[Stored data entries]
....................

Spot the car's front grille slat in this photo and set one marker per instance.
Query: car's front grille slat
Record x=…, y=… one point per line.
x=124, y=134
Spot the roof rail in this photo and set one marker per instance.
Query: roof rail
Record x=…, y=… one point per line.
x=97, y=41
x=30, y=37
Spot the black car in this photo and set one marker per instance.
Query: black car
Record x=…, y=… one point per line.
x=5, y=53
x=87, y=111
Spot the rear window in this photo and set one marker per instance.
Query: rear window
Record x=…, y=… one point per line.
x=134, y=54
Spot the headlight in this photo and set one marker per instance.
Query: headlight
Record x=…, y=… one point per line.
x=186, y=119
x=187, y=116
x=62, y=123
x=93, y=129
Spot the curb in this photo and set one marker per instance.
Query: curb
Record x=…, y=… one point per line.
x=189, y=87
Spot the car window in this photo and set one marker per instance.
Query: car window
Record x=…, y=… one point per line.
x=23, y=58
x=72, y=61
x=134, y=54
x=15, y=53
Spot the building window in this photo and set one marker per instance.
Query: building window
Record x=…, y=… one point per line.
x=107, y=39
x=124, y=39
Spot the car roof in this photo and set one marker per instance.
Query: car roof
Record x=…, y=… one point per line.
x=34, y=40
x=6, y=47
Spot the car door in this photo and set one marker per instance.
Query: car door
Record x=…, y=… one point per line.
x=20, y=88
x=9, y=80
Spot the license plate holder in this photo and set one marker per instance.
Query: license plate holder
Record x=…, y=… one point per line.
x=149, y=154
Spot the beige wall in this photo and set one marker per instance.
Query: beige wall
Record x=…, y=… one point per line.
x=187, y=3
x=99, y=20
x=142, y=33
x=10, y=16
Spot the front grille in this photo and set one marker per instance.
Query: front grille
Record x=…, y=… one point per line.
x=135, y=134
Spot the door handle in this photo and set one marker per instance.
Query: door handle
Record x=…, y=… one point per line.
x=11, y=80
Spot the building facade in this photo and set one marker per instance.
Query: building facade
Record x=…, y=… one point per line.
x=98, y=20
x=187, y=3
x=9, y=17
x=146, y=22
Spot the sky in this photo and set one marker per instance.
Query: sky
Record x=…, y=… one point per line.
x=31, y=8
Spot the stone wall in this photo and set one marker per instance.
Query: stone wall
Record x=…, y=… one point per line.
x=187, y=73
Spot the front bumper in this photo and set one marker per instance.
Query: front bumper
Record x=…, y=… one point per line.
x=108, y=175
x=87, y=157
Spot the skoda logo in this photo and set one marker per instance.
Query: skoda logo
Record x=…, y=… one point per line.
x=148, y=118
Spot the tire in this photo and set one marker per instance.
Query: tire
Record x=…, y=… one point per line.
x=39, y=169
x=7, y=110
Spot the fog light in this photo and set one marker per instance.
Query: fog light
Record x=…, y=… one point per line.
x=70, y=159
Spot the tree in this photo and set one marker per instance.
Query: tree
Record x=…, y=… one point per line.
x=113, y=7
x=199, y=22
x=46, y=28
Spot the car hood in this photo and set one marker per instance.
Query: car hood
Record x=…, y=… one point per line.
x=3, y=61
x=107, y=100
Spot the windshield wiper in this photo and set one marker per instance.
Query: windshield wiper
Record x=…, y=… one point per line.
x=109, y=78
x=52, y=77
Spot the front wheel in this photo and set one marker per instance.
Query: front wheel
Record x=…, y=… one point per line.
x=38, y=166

....................

◆ Objective
Reproduce every one of the lines above verbatim, in their original order.

◆ Response to the task
Spot the car's front grille slat in this photo and set one marker per instance.
Query: car's front grille slat
Record x=…, y=… one point per line.
x=124, y=134
Spot the roof rail in this photo and set one marker per instance.
Query: roof rail
Record x=…, y=… one point per line.
x=97, y=41
x=30, y=37
Spot the black car in this photo and set one marker per instance.
Query: black car
Record x=…, y=… one point per line.
x=5, y=53
x=87, y=111
Spot the rear window in this photo and set one marker per instance.
Query: rear window
Record x=…, y=… one point per line.
x=134, y=54
Spot the headlight in this photo and set one marker per instance.
Query: headlight
Record x=…, y=… one point per line.
x=186, y=119
x=187, y=116
x=62, y=123
x=93, y=129
Spot the curb in this photo and set one marker per instance.
Query: curb
Record x=…, y=… one point per line.
x=189, y=87
Spot the car window in this photo and set one marker per instance.
Query: car window
Record x=…, y=… one point per line.
x=23, y=58
x=72, y=61
x=134, y=54
x=15, y=53
Spot the building window in this photo and set one marker per instance.
Query: building window
Record x=…, y=… one point per line.
x=107, y=39
x=124, y=39
Spot the car roof in this photo and set one marker per instance.
Query: car roof
Record x=…, y=… one point per line.
x=34, y=40
x=6, y=47
Spot the car door in this photo and set one marker per instance.
Query: car door
Record x=…, y=… one point per line.
x=20, y=88
x=9, y=80
Spot the license plate holder in this photo and set one marker per instance.
Query: license plate holder
Record x=…, y=… one point per line.
x=149, y=154
Spot the beige wall in this photo and set one marker per instance.
Query: beige wall
Record x=…, y=… one point per line.
x=187, y=3
x=99, y=20
x=142, y=33
x=10, y=16
Spot the front grille in this photo and set one marker per instance.
Query: front grille
Record x=…, y=… one point per line.
x=135, y=134
Spot the door handle in this photo and set one marker per instance.
Query: door handle
Record x=…, y=… one point per line.
x=11, y=80
Spot the building facade in this photo and set one marker per instance.
Query: building facade
Record x=…, y=… one point per line.
x=98, y=20
x=187, y=3
x=9, y=17
x=146, y=22
Spot the sky in this photo and set one marker per instance.
Query: sky
Record x=…, y=… one point per line.
x=31, y=8
Spot the stone wall in this photo and set one marker per instance.
Query: stone wall
Record x=…, y=… one point per line.
x=187, y=73
Spot the front bumper in this photo and set one marker per instance.
Query: front bumper
Record x=…, y=… one point per line.
x=108, y=175
x=87, y=157
Spot the skoda logo in this photo and set one marker per instance.
Query: skoda logo
Record x=…, y=… one point per line.
x=148, y=118
Spot the tire in this photo and set one marker per instance.
Query: tire
Record x=…, y=… one point per line.
x=39, y=169
x=7, y=110
Spot the fog light in this photo and set one marker per instance.
Query: fog light
Record x=…, y=… one point per line.
x=70, y=159
Spot the tree in this photo and set one marker per instance.
Query: tree
Record x=…, y=… one point per line.
x=113, y=7
x=199, y=22
x=46, y=28
Spot the car hood in this photo and set one marker per instance.
Query: car hood
Record x=…, y=… one point per line.
x=3, y=61
x=107, y=100
Spot the windshield wiper in this photo and set one marker per instance.
Query: windshield wiper
Record x=…, y=… one point per line.
x=109, y=78
x=52, y=77
Spot the front wheel in this photo and set one marker per instance.
Query: front wheel
Record x=…, y=… one point per line.
x=38, y=166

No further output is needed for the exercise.